Re: check fails on Fedora 23

From
Pavel Raiskup
Date:
On Tuesday 06 of October 2015 17:59:23 Andrew Dunstan wrote:
> 
> On 10/06/2015 05:45 PM, Thomas Munro wrote:
> > On Wed, Oct 7, 2015 at 9:49 AM, Robert Haas <robertmhaas@gmail.com> wrote:
> >> On Sun, Oct 4, 2015 at 11:52 AM, Andrew Dunstan <andrew@dunslane.net> wrote:
> >>> Isn't this arguably a Fedora regression? What did they change in F23 to make
> >>> it fail? I note that F23 is still in Beta.
> >> Maybe, but it's pretty unfriendly for us to complain about a library
> >> issue, if it is one, by failing an Assert().  People with
> >> non-assert-enabled builds will just get wrong answers.  Yuck.
> >>
> >> Thinking about how this could happen, I believe that one possibility
> >> is that there are two strings A and B and a locale L such that
> >> strcoll_l(A, B, L) and memcmp(strxfrm(A, L), strxfrm(B, L)) disagree
> >> (that is, the results are of different sign, or one is zero and the
> >> other is not).

Collection entries
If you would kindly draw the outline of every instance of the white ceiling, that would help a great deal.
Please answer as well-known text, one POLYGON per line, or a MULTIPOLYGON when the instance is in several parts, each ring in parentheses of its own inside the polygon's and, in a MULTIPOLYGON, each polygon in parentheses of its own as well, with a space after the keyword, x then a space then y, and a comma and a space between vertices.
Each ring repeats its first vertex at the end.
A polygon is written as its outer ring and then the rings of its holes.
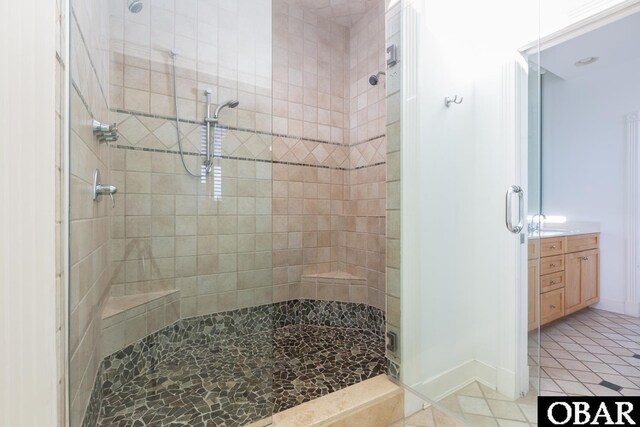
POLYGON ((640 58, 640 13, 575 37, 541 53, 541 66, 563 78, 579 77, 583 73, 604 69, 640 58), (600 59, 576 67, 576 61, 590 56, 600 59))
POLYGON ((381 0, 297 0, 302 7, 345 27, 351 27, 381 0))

# [WHAT TO WORK ON]
#1 Answer these questions about the mailing-list message on the Fedora 23 check failure:
(a) Which Fedora release does Andrew Dunstan note is still in Beta?
(b) According to Robert Haas, what will people with non-assert-enabled builds get?
(c) Which two calls, applied to strings A and B in locale L, does Robert Haas say might disagree?
#2 Repeat the part of the mailing-list message between "Re: check fails" and "still in Beta.", inclusive, word for word.
#3 Carry on the mailing-list message about the Fedora 23 check failure from the point where it stops.
None of the lines in the collection are needed here.

# [EXPECTED OUTPUTS]
#1
(a) F23.
(b) Wrong answers.
(c) strcoll_l(A, B, L) and memcmp(strxfrm(A, L), strxfrm(B, L)).

#2
Re: check fails on Fedora 23

From
Pavel Raiskup
Date:
On Tuesday 06 of October 2015 17:59:23 Andrew Dunstan wrote:
> 
> On 10/06/2015 05:45 PM, Thomas Munro wrote:
> > On Wed, Oct 7, 2015 at 9:49 AM, Robert Haas <robertmhaas@gmail.com> wrote:
> >> On Sun, Oct 4, 2015 at 11:52 AM, Andrew Dunstan <andrew@dunslane.net> wrote:
> >>> Isn't this arguably a Fedora regression? What did they change in F23 to make
> >>> it fail? I note that F23 is still in Beta.

#3
> > I wonder if Glibc bug 18589 is relevant.  Bug 18934 says "Note that
> > these unittests pass with glibc-2.21 but fail with 2.22 and current
> > git due to bug 18589 which points to a broken change in the collate
> > algorithm that needs to be reverted first."  Hungarian is mentioned.
> > Doesn't Fedora 23 include glibc-2.22?  Is it possible that that bug
> > affects strcoll but not strxfrm?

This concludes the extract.